• _Material supplied_
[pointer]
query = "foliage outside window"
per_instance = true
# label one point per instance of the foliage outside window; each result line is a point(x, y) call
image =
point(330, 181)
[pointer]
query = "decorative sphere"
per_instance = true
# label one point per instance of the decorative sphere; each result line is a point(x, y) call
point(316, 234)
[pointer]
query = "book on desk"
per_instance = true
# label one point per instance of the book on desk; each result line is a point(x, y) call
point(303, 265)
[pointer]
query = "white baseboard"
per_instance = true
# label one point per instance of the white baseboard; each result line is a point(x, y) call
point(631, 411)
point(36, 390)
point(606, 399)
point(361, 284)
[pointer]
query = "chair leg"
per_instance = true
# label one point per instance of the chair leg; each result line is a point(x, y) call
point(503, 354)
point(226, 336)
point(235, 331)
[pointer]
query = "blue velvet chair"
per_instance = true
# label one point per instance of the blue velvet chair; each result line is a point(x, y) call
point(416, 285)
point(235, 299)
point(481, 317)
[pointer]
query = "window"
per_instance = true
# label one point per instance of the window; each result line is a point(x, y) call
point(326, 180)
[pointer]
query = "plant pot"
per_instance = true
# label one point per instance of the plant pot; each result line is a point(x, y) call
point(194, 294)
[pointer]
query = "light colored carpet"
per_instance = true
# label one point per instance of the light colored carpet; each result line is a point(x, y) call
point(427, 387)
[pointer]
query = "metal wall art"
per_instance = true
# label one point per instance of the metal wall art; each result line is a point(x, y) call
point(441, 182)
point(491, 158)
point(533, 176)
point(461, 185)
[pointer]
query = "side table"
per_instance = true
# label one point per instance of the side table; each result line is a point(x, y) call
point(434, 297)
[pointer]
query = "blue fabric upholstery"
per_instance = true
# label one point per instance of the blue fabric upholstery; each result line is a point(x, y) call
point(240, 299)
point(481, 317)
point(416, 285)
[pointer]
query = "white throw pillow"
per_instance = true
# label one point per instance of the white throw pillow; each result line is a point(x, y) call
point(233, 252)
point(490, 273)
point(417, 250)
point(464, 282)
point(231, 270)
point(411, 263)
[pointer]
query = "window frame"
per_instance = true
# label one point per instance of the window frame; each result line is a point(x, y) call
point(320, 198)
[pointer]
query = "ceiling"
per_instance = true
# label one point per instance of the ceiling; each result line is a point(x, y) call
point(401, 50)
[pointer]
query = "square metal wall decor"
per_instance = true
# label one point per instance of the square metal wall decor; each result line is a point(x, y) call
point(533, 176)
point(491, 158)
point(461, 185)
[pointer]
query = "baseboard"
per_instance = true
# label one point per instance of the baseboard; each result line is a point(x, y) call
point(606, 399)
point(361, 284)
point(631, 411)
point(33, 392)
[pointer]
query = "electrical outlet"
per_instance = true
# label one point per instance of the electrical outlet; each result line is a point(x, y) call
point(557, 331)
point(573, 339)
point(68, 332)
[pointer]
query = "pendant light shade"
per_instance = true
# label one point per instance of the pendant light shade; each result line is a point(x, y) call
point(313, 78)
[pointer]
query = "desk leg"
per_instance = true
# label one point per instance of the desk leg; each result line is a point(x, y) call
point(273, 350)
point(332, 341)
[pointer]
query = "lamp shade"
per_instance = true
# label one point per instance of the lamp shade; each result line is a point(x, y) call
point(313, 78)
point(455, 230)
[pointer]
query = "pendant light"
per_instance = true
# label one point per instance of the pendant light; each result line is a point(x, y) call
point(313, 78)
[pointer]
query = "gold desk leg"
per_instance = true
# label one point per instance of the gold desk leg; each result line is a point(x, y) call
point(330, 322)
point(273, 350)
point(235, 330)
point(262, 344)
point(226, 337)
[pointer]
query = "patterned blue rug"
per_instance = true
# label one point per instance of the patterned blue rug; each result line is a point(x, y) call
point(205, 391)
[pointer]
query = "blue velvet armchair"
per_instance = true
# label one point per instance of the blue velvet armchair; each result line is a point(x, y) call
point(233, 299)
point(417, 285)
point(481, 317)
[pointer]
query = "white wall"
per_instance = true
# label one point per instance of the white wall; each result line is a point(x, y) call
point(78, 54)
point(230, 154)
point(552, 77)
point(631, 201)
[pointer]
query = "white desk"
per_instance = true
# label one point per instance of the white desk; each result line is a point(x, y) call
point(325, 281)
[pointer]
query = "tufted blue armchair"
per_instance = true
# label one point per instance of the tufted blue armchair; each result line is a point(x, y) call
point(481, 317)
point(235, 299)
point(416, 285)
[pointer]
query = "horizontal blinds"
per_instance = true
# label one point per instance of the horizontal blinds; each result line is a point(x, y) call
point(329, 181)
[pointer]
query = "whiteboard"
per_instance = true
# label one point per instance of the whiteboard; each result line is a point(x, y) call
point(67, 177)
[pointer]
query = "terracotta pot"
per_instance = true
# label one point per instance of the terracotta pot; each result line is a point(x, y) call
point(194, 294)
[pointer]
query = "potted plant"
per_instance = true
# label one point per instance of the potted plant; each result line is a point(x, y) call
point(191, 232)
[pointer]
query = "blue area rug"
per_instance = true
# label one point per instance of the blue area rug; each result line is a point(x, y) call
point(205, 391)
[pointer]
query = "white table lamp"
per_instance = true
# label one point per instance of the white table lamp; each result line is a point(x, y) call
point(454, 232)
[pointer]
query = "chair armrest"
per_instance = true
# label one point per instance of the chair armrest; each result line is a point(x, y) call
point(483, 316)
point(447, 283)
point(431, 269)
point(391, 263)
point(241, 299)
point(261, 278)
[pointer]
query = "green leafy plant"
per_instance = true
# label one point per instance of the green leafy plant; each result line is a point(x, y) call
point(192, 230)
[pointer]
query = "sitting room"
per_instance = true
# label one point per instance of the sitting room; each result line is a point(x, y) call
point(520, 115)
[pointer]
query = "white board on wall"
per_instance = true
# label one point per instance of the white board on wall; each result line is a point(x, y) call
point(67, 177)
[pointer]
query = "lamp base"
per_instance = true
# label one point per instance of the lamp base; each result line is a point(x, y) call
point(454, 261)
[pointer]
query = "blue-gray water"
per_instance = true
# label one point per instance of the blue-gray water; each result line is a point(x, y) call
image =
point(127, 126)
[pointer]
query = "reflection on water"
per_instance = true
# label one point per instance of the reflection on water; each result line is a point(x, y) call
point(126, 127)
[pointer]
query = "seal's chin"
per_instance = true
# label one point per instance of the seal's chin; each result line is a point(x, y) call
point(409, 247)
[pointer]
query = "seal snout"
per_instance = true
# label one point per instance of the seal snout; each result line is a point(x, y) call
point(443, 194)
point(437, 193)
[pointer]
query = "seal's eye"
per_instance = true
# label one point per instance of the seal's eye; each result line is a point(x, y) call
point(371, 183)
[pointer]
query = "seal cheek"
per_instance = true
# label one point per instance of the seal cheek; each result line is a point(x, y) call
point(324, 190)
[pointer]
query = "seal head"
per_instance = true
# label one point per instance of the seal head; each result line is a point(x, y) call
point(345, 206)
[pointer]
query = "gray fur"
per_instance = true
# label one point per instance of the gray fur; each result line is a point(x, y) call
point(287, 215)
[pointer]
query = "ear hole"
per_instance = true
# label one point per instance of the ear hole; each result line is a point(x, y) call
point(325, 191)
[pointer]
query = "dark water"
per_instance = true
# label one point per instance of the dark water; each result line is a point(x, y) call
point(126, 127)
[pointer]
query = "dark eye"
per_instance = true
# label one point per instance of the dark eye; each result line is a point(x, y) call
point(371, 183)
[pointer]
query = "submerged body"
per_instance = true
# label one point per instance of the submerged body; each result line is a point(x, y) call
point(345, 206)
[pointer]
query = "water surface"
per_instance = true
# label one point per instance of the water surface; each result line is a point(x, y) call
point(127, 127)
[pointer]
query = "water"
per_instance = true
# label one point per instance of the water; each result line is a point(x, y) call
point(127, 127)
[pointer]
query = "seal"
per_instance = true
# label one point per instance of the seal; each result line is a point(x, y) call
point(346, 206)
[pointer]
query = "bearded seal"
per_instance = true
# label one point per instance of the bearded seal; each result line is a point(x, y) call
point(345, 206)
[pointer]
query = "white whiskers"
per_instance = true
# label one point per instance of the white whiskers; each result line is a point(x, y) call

• _What the task asks_
Return every line of the listing above that contains the string "table", matching case exactly.

• _Solution for this exercise_
query = "side table"
# label one point per instance of the side table; each result line is a point(x, y) call
query = "white table lamp"
# label one point per instance of the white table lamp; each result line is a point(x, y) call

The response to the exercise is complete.